[Point localization data]
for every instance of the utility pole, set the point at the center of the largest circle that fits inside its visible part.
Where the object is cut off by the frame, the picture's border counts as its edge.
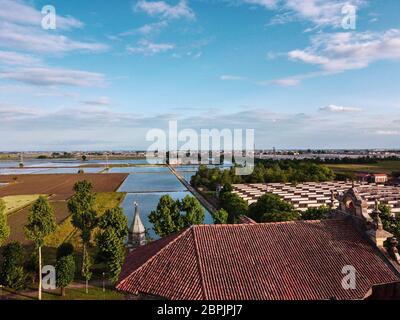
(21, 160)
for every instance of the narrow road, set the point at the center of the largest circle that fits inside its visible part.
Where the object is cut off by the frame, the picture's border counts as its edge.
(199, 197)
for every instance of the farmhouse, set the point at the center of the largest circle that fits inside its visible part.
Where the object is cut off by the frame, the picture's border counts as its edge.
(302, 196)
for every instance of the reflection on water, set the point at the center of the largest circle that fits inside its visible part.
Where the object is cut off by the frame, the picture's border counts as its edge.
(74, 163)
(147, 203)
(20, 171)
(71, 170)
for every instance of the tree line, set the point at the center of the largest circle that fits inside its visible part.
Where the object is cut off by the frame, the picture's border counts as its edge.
--
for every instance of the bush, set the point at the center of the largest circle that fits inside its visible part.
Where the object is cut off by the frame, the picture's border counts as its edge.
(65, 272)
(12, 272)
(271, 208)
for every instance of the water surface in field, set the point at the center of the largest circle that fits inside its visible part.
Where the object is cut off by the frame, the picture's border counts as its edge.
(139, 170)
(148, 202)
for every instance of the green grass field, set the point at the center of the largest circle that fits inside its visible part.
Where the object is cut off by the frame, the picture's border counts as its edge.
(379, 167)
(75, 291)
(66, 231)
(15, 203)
...
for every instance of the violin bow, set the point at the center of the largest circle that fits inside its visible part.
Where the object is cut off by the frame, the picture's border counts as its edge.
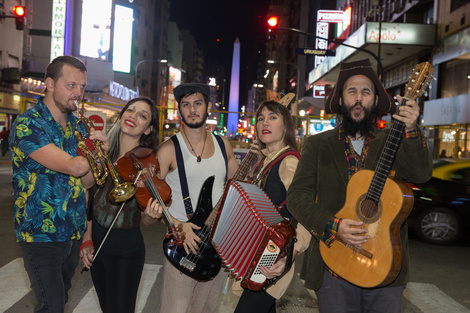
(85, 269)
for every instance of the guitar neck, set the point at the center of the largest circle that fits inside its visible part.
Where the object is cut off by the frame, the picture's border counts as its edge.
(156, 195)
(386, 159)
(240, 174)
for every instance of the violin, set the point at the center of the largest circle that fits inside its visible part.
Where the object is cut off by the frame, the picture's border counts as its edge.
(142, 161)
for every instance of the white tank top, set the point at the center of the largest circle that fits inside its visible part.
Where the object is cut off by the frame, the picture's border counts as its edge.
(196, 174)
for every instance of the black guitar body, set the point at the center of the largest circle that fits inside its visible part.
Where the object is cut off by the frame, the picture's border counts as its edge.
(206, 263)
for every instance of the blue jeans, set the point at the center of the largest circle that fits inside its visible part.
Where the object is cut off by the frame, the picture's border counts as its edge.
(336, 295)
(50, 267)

*PROBLEM DETAILS:* Scan the lines above for the word "guitar". Return each one that has it.

*COMPLETED TASK:*
for every instance of the guitar neck, set the point at the center of the largest circle that fits inside its visible part.
for every instance of the black guitar body, set the point at the center of the largest circle that fits inside its visible part.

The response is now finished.